— READING PASSAGE —
Once diagnosed, it is time to work out a plan of action to get you back to 100%. There are many avenues you can go down for your rehab, some of which include: physiotherapy and chiropractic treatment, acupuncture, anti-inflammatory injections, corrective exercise and even surgery (in rarer cases and as a last resort once other methods have been utilised).

However, an often overlooked and super effective form of back pain rehab is swimming. Unlike other forms of rehab exercise, it is the only one that allows you to workout ‘weightless’, with the added benefit of hydrostatic pressure assisting increased blood flow to the muscles.

The Physical Health Benefits of Swimming

Swimming is one of the best exercises to perform for someone with back pain as it provides a non-weight baring environment. It takes away the gravitational force on your spine, allowing you to be weight less for the duration of time you are in the water. This provides the perfect opportunity to train your back muscles with zero pain and minimal risk of further injury.

Swimming is also a perfect low impact aerobic workout that allows you to work on your cardiovascular health, when other exercises such as running, rowing and even cycling are impossible without pain. As with all exercise, is it important that you remember to warm up and cool down, especially if you have an existing injury! Jumping straight into an intense swimming session without warming up first is likely to put you at risk of further injury.

3 Tips and Tricks when Swimming with Back Pain

1) Pull Drill: This drill involves the elimination of any leg movement, focusing only on arm movements to move through the water. This will take pressure off your back and allow you to stretch your back muscles.

2) Keep a Neutral Spine: The type of stroke and movement you can perform in the pool comes down to the underlying cause of your back pain. For example, performing the butterfly stroke forces you to arch your spine which puts pressure on the joints of the spine, leading to worse pain. On the other hand, hyperextension of the spine can put the muscles and ligaments of the back in a compromised position, increasing the chance of re-injury.

3) Water Aerobics: Maybe your injury is too severe to perform any sort of horizontal swimming motion, not to worry! Water aerobics, such as walking / jogging in the water allows you condition your core and back muscles without compromising positioning and is the perfect way to build up to the full strokes.

The Mental Benefits of Swimming

Chronic back pain is not only physically exhausting but mentally as well. Unlike pain in other areas of the body, pain in the back is very hard to avoid during day to day life. When even sitting, or lying still doesn’t relieve the pain, it can become very draining and have a negative effect on moral.

— PROVIDED INFORMATION —
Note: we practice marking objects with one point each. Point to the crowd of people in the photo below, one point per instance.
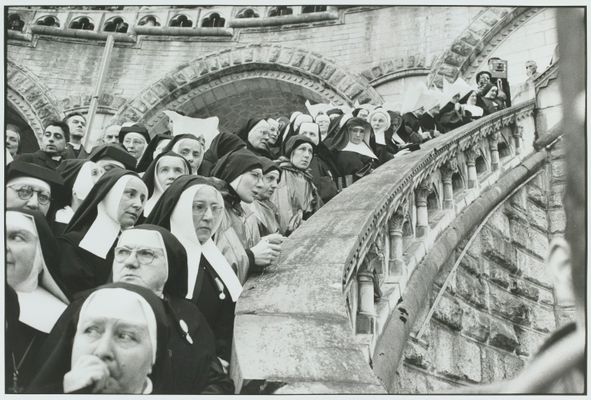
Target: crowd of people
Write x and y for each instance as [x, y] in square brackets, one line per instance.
[124, 262]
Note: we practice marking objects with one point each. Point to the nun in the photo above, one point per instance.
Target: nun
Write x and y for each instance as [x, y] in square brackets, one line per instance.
[79, 178]
[114, 204]
[256, 134]
[32, 261]
[212, 285]
[112, 340]
[265, 210]
[296, 197]
[241, 172]
[152, 257]
[111, 156]
[160, 174]
[155, 147]
[221, 145]
[135, 139]
[352, 151]
[321, 167]
[190, 147]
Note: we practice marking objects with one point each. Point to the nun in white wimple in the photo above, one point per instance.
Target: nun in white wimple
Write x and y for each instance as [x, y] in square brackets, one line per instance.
[32, 261]
[212, 283]
[115, 203]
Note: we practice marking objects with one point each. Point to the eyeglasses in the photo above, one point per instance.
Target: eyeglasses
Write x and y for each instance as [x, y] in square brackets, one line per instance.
[26, 192]
[144, 256]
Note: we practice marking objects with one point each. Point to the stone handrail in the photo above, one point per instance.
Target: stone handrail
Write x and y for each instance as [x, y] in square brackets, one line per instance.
[310, 323]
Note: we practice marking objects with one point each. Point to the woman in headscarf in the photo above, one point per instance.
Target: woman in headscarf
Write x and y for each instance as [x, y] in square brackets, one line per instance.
[470, 102]
[32, 261]
[221, 145]
[114, 204]
[152, 257]
[112, 340]
[212, 284]
[490, 101]
[79, 178]
[239, 237]
[160, 174]
[321, 167]
[256, 134]
[191, 147]
[351, 149]
[296, 197]
[379, 119]
[155, 147]
[266, 212]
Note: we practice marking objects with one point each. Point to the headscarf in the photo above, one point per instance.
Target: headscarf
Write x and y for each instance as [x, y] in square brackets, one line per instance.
[148, 155]
[379, 135]
[173, 211]
[41, 296]
[113, 151]
[58, 362]
[94, 226]
[340, 141]
[155, 190]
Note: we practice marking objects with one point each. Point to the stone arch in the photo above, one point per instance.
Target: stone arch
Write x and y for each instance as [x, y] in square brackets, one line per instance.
[477, 42]
[30, 98]
[189, 87]
[395, 68]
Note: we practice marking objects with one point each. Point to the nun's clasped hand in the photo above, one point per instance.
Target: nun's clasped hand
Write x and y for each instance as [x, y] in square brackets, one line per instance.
[267, 249]
[88, 371]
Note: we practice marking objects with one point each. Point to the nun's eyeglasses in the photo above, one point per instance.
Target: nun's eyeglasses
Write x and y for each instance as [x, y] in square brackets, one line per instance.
[26, 192]
[144, 256]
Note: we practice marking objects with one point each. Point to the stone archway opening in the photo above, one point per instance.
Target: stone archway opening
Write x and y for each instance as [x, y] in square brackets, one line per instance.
[236, 102]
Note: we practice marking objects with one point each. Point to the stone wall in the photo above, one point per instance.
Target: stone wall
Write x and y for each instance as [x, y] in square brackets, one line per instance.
[499, 304]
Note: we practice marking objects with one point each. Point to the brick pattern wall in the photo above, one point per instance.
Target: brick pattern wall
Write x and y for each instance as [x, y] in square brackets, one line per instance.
[499, 307]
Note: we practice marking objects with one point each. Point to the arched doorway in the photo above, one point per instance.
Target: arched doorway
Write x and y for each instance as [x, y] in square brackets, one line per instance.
[246, 82]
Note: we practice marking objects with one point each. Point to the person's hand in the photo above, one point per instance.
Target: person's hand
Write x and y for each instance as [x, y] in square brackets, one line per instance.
[88, 370]
[295, 221]
[267, 250]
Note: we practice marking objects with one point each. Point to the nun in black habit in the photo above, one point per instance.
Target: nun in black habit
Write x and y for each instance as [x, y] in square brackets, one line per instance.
[78, 361]
[115, 203]
[32, 260]
[212, 284]
[192, 344]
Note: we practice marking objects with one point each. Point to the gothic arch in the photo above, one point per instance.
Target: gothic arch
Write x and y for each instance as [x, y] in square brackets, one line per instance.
[30, 98]
[191, 85]
[473, 46]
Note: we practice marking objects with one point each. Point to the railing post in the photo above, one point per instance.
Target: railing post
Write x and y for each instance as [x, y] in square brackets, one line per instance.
[493, 142]
[396, 269]
[421, 194]
[446, 176]
[471, 155]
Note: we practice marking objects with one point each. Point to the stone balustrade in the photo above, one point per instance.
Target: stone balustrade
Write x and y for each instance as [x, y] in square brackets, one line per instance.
[125, 24]
[310, 323]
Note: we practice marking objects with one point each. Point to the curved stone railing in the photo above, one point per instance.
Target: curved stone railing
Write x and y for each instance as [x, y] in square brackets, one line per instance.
[310, 323]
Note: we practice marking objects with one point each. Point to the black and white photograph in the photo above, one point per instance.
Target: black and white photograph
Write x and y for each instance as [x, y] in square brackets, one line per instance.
[302, 198]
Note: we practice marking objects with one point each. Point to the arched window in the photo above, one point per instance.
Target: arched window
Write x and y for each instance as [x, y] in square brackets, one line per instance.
[15, 23]
[213, 20]
[83, 23]
[279, 11]
[148, 20]
[116, 24]
[309, 9]
[247, 13]
[181, 21]
[49, 20]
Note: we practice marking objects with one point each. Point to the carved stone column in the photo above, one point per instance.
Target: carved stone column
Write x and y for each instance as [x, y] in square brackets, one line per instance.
[493, 141]
[447, 172]
[396, 263]
[471, 155]
[421, 194]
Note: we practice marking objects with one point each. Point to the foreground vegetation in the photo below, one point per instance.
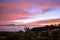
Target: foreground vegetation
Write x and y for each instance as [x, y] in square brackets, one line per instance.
[51, 32]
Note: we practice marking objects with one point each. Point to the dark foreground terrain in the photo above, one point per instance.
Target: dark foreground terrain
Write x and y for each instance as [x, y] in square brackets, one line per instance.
[51, 32]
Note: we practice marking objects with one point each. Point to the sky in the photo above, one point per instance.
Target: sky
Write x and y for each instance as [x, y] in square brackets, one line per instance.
[32, 12]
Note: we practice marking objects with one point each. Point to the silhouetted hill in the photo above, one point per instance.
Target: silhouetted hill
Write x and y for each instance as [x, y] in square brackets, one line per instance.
[38, 29]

— WORK ITEM A —
Rewrite the paragraph of the passage on swimming for back pain that begins "Swimming is also a perfect low impact" as a short bulleted list that keeps its main facts.
— WORK ITEM B —
Retype the portion of the passage on swimming for back pain starting at "Once diagnosed, it" and ending at "have been utilised).".
— WORK ITEM C —
In the passage on swimming for back pain, why can the butterfly stroke make back pain worse? Answer in one to three sentences.

— TASK RESULT A —
- Swimming is a low-impact aerobic workout that builds cardiovascular health.
- It remains possible when running, rowing or cycling cause pain.
- Warming up and cooling down are important, especially with an existing injury.
- Starting an intense swim without warming up risks further injury.

— TASK RESULT B —
Once diagnosed, it is time to work out a plan of action to get you back to 100%. There are many avenues you can go down for your rehab, some of which include: physiotherapy and chiropractic treatment, acupuncture, anti-inflammatory injections, corrective exercise and even surgery (in rarer cases and as a last resort once other methods have been utilised).

— TASK RESULT C —
The butterfly stroke forces the swimmer to arch the spine. This puts pressure on the joints of the spine, which leads to worse pain.